• **ACTIVITY**:
Below are some records. Print all of them exactly as they appear.

• **RECORDED INFORMATION**:
-- Opening Marker --
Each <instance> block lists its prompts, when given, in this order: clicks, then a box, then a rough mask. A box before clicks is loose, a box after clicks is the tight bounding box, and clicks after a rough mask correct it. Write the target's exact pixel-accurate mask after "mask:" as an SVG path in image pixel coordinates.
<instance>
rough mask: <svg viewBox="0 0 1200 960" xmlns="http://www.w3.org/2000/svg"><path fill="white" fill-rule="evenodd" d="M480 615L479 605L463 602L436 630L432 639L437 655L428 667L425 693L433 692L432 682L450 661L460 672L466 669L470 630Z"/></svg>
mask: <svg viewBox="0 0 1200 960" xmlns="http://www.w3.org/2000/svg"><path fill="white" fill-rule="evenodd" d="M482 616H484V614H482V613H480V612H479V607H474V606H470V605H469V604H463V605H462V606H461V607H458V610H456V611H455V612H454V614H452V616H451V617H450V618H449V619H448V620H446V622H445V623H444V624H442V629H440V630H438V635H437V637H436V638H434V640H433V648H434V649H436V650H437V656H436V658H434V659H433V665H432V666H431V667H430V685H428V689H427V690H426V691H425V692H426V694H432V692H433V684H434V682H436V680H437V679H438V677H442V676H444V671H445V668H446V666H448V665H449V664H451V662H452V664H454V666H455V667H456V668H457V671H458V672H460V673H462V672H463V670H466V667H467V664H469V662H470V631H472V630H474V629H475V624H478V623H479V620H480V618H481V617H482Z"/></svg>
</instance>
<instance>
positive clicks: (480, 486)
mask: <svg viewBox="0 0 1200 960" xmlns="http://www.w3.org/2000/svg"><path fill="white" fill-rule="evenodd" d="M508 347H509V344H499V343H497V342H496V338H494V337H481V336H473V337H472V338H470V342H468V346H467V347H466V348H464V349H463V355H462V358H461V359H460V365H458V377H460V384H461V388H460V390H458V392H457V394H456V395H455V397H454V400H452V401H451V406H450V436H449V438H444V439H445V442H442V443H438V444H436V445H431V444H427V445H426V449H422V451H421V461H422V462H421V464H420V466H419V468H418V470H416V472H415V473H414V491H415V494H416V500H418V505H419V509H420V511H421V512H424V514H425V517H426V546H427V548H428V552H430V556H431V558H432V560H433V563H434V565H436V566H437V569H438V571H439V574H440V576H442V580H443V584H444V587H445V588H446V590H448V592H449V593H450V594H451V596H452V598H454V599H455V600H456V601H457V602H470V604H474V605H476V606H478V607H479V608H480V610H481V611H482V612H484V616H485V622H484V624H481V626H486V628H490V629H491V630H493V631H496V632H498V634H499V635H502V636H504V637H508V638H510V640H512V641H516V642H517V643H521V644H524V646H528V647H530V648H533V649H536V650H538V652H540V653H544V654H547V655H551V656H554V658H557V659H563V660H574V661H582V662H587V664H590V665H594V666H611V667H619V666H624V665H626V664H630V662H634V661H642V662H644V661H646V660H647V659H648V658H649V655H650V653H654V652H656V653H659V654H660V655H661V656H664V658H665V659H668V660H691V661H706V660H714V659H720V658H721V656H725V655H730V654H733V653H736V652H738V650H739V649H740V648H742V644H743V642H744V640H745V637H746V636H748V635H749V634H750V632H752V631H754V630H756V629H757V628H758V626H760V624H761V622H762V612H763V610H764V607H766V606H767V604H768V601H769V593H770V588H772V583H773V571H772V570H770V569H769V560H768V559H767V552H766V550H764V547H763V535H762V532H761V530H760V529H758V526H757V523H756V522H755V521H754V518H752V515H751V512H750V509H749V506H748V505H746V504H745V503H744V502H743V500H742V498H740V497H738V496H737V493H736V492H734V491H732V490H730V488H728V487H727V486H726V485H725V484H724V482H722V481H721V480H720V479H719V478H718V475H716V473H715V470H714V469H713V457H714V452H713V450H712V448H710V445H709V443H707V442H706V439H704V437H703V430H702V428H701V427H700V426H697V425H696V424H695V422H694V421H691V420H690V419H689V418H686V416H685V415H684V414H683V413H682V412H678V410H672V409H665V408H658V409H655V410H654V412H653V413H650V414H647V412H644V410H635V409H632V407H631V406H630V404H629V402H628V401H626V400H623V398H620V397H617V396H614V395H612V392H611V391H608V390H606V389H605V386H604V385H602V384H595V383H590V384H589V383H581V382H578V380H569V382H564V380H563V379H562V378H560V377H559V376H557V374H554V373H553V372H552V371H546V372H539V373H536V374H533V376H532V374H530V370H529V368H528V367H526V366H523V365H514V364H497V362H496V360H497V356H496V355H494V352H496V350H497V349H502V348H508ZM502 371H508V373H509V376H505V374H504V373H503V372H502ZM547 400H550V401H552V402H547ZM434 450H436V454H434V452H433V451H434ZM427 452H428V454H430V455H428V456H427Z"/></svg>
-- Closing Marker --
• **RESULT BELOW**:
Each <instance> block lists its prompts, when given, in this order: clicks, then a box, then a rough mask. A box before clicks is loose, a box after clicks is the tight bounding box, and clicks after a rough mask correct it. Write the target's exact pixel-accurate mask after "mask:" as an SVG path in image pixel coordinates.
<instance>
rough mask: <svg viewBox="0 0 1200 960" xmlns="http://www.w3.org/2000/svg"><path fill="white" fill-rule="evenodd" d="M480 615L479 605L463 602L436 630L432 639L437 655L428 667L425 693L433 692L432 682L450 661L460 672L466 669L470 630Z"/></svg>
mask: <svg viewBox="0 0 1200 960" xmlns="http://www.w3.org/2000/svg"><path fill="white" fill-rule="evenodd" d="M482 616H484V614H482V613H480V612H479V607H474V606H470V605H469V604H463V605H462V606H461V607H458V610H456V611H455V612H454V614H452V616H451V617H450V618H449V619H448V620H446V622H445V623H444V624H442V629H440V630H438V635H437V637H436V638H434V640H433V648H434V649H436V650H437V656H436V658H434V659H433V665H432V666H431V667H430V685H428V689H427V690H426V691H425V692H426V694H432V692H433V684H434V682H436V680H437V679H438V677H442V676H444V671H445V668H446V666H448V665H449V664H451V662H452V664H454V666H455V667H456V668H457V671H458V672H460V673H462V672H463V670H466V667H467V664H469V662H470V631H472V630H474V629H475V624H478V623H479V620H480V618H481V617H482Z"/></svg>
</instance>
<instance>
positive clicks: (480, 486)
mask: <svg viewBox="0 0 1200 960" xmlns="http://www.w3.org/2000/svg"><path fill="white" fill-rule="evenodd" d="M508 347H509V344H499V343H497V342H496V338H494V337H481V336H473V337H472V338H470V342H468V346H467V347H466V348H464V349H463V355H462V358H461V359H460V365H458V377H460V384H461V388H460V390H458V392H457V394H456V395H455V397H454V400H452V401H451V406H450V436H449V438H444V439H445V442H442V443H438V444H436V445H431V444H427V445H426V449H422V451H421V461H422V462H421V464H420V466H419V468H418V470H416V472H415V473H414V491H415V494H416V500H418V505H419V509H420V511H421V512H424V514H425V517H426V546H427V548H428V552H430V556H431V558H432V560H433V563H434V565H436V566H437V569H438V571H439V574H440V576H442V580H443V584H444V587H445V588H446V590H448V592H449V593H450V594H451V596H452V598H454V599H455V600H456V601H457V602H470V604H474V605H476V606H478V607H479V608H480V610H481V611H482V612H484V616H485V622H484V624H481V626H486V628H490V629H491V630H493V631H496V632H498V634H499V635H502V636H504V637H508V638H510V640H512V641H516V642H517V643H521V644H524V646H528V647H530V648H533V649H536V650H538V652H540V653H544V654H547V655H551V656H554V658H557V659H563V660H574V661H582V662H587V664H590V665H594V666H611V667H619V666H624V665H626V664H630V662H634V661H642V662H644V661H646V660H647V659H648V658H649V655H650V653H654V652H656V653H659V654H660V655H661V656H664V658H665V659H668V660H691V661H706V660H714V659H720V658H721V656H725V655H730V654H733V653H736V652H738V650H739V649H740V648H742V644H743V642H744V640H745V637H746V636H748V635H749V634H750V632H752V631H754V630H756V629H757V628H758V626H760V624H761V622H762V612H763V610H764V607H766V606H767V604H768V601H769V593H770V588H772V583H773V571H772V570H770V569H769V560H768V559H767V552H766V550H764V547H763V535H762V532H761V530H760V529H758V526H757V523H756V522H755V521H754V518H752V515H751V512H750V509H749V506H748V505H746V504H745V503H744V502H743V500H742V498H740V497H738V496H737V493H736V492H734V491H732V490H730V488H728V487H727V486H726V485H725V484H724V482H722V481H721V480H720V479H719V478H718V475H716V473H715V470H714V469H713V457H714V452H713V450H712V448H710V445H709V443H707V442H706V439H704V437H703V430H702V428H701V427H700V426H697V425H696V424H695V422H694V421H691V420H690V419H689V418H686V416H685V415H684V414H683V413H682V412H678V410H672V409H665V408H658V409H655V410H654V412H653V413H650V414H647V412H644V410H635V409H632V407H631V406H630V404H629V402H628V401H626V400H623V398H620V397H617V396H614V395H612V392H611V391H608V390H606V389H605V386H604V385H602V384H595V383H590V384H589V383H581V382H578V380H569V382H564V380H563V379H562V378H560V377H559V376H557V374H554V373H553V372H552V371H546V372H539V373H536V374H533V376H532V374H530V370H529V368H528V367H526V366H523V365H514V364H497V362H496V360H497V356H496V355H494V352H496V350H497V349H502V348H508ZM502 371H508V373H509V376H505V374H504V373H503V372H502ZM547 400H550V401H552V402H547ZM434 450H436V454H434V452H433V451H434ZM427 452H428V454H430V455H428V456H427Z"/></svg>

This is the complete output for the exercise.